──────── Provided data ────────

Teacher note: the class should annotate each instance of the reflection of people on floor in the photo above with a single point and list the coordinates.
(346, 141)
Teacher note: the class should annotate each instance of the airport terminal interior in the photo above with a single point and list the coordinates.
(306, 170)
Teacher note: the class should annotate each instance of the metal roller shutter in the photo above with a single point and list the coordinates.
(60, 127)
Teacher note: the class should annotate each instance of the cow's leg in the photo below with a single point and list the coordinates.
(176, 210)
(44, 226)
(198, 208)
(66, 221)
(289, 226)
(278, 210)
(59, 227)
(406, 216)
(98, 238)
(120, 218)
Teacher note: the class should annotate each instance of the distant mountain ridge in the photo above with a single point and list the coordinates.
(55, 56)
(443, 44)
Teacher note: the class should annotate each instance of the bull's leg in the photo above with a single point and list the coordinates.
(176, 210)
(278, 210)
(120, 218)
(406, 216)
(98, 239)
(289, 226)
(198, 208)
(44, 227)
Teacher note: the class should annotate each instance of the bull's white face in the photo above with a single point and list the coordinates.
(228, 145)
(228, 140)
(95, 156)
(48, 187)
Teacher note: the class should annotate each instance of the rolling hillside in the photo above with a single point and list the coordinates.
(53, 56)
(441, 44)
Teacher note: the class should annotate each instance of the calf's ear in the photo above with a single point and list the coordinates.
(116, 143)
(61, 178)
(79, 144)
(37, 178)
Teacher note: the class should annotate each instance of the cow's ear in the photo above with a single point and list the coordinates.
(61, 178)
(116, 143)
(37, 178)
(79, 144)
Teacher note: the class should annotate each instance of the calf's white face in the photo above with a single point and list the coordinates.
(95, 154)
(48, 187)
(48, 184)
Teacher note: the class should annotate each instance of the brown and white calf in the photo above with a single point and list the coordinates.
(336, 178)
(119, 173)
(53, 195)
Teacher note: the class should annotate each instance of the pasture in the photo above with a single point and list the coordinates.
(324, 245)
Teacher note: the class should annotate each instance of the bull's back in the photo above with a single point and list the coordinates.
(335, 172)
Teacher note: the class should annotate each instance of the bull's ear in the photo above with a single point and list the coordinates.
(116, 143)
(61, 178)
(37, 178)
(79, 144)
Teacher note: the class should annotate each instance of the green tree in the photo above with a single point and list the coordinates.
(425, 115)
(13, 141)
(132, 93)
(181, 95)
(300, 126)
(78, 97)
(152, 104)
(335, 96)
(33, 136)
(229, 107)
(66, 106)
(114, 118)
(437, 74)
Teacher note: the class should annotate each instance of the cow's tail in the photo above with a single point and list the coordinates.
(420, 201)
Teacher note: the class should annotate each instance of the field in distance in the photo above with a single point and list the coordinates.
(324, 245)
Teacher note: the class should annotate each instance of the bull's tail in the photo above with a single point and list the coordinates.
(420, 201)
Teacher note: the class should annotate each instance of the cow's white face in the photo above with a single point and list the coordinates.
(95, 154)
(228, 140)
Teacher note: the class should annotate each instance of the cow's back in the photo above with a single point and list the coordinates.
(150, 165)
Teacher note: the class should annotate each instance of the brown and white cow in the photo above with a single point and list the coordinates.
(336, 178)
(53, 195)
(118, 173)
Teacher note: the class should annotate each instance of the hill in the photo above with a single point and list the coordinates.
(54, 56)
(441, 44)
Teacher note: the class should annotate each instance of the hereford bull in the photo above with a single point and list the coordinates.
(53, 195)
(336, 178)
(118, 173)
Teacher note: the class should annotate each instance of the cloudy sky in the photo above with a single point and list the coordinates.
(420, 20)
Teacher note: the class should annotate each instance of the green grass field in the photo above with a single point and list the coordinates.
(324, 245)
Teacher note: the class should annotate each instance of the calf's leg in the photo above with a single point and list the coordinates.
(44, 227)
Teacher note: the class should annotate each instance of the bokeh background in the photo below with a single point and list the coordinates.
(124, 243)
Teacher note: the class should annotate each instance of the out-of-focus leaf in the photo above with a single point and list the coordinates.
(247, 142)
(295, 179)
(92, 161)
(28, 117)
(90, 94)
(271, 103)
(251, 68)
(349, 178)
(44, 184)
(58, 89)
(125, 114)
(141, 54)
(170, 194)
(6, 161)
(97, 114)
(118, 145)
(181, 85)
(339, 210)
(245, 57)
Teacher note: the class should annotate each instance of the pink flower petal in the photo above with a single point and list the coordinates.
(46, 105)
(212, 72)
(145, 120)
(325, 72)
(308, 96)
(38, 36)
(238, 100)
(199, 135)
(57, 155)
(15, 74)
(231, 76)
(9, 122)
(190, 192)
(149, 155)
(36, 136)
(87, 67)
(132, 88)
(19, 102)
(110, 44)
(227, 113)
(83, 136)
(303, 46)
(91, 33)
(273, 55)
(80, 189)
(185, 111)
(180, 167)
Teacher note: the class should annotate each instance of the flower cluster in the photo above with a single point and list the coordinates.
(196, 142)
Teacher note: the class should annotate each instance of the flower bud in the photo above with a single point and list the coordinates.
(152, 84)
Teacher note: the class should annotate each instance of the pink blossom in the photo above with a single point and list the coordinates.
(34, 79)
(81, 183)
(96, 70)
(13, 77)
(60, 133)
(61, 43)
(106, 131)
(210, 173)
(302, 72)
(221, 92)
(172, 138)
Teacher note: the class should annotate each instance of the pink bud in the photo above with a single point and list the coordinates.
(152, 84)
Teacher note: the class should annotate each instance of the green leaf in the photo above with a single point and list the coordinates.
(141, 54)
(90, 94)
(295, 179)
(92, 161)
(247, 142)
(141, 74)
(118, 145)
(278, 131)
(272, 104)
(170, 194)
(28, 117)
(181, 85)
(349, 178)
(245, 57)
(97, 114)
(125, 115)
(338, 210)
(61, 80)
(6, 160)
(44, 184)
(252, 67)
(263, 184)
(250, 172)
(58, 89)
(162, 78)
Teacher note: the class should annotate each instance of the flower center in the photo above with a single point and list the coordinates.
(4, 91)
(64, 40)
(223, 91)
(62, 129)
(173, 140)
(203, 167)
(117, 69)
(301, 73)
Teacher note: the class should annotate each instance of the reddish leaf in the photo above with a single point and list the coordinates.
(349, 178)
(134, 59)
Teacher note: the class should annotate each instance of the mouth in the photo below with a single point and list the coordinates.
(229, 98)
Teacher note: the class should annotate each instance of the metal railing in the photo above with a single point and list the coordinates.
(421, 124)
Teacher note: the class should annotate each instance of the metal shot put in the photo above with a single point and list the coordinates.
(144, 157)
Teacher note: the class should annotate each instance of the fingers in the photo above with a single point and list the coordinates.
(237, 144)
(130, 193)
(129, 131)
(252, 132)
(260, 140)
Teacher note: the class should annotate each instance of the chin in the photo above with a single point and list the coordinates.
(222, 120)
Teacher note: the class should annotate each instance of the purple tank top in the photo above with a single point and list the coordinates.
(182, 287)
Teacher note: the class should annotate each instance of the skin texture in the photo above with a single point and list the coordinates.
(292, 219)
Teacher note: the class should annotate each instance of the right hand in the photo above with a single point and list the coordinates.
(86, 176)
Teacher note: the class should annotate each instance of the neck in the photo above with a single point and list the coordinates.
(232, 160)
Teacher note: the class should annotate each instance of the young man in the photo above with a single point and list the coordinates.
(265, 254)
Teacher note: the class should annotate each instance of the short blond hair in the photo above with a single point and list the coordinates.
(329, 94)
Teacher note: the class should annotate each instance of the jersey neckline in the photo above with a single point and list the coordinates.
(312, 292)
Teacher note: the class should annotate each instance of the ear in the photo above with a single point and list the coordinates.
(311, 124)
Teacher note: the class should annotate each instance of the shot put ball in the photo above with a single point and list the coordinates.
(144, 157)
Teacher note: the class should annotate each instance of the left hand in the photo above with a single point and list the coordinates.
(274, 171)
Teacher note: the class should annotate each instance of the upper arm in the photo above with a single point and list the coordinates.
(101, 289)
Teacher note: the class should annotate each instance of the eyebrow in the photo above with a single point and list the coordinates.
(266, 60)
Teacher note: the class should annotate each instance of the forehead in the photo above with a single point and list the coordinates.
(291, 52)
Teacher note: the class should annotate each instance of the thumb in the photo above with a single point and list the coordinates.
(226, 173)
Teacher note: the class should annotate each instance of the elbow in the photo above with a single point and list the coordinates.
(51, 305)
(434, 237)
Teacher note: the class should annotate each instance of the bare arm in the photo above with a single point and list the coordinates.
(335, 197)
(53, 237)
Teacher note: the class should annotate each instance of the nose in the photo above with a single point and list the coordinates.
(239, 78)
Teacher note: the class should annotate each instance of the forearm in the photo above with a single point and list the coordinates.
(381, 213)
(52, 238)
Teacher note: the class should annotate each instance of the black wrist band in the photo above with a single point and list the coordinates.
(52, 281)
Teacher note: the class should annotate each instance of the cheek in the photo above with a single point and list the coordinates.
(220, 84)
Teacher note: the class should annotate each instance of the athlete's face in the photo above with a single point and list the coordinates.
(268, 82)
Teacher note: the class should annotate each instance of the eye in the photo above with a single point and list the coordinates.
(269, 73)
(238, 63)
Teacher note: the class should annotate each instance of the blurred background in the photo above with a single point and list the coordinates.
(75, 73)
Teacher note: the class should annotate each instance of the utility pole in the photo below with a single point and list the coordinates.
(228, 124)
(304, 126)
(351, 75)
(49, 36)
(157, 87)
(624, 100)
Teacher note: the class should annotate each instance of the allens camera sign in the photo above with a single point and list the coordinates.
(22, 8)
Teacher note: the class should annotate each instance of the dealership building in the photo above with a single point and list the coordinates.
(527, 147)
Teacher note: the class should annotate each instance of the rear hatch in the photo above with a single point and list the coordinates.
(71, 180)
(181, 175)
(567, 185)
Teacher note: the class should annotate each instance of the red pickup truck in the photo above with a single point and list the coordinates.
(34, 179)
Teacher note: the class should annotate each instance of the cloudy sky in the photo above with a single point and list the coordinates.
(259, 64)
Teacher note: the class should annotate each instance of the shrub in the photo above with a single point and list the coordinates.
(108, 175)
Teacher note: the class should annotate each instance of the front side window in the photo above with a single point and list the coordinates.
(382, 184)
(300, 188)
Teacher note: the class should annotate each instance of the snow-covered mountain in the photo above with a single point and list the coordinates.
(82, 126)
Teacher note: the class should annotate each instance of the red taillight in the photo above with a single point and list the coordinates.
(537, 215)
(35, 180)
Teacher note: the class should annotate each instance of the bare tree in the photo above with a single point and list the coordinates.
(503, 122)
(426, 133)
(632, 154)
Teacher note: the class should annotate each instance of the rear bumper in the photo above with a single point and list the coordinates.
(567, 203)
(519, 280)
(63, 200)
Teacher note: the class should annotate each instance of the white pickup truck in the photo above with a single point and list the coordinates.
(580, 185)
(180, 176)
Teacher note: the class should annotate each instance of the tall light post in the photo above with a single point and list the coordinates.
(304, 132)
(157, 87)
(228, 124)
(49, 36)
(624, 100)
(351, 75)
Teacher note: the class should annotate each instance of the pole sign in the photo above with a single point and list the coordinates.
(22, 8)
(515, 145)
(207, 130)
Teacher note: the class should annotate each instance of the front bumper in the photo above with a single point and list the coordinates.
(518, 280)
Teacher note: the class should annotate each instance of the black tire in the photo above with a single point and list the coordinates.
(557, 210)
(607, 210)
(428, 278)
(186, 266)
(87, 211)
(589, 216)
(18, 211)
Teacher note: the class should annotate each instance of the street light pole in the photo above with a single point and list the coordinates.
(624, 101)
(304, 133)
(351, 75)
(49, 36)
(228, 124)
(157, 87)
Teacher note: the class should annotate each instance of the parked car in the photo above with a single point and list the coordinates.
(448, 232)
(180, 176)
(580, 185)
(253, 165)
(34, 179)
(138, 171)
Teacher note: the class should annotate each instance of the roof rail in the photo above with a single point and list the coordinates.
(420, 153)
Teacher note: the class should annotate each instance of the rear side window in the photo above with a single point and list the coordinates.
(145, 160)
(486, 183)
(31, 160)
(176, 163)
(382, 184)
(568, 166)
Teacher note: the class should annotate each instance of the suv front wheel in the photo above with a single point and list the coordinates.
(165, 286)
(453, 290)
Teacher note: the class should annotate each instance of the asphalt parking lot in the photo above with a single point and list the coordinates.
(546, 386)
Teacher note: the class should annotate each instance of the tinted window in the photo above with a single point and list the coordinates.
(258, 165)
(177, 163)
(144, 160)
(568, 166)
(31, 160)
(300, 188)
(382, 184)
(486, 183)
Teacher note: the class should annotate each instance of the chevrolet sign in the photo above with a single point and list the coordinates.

────────

* _The exercise_
In the listing above, find the line containing "of the street" and please quote exactly that line through the last one, and no other lines.

* _Result of this exercise_
Teacher note: the class should annotate each instance of the street light pole in the photo above with a single point and list the coordinates.
(624, 101)
(304, 133)
(351, 75)
(49, 36)
(228, 124)
(157, 87)
Teacher note: the class should annotate each instance of the parked car in the photo above with a single point and list the coordinates.
(448, 232)
(180, 176)
(580, 185)
(253, 165)
(34, 179)
(138, 171)
Teacher note: the class should annotate each instance of the roof rail in the photo above with a single point and list the coordinates.
(420, 153)
Teacher note: the class should annotate each instance of the rear side window in the photo above with a single point and list the coordinates.
(145, 160)
(486, 183)
(31, 160)
(176, 163)
(382, 184)
(568, 166)
Teacher note: the class should annotate each instance of the suv front wheel in the photo above with a single point and list the coordinates.
(165, 286)
(453, 290)
Teacher note: the class should annotate each instance of the asphalt parking lot in the photo above with a single point and list the coordinates.
(546, 386)
Teacher note: the class should annotate each instance of the tinted window in the photo above with a single point and list the coordinates.
(258, 165)
(177, 163)
(144, 160)
(568, 166)
(31, 160)
(300, 188)
(382, 184)
(486, 183)
Teacher note: the class should annotate each instance of the chevrolet sign in the photo above with a single point and list the coordinates.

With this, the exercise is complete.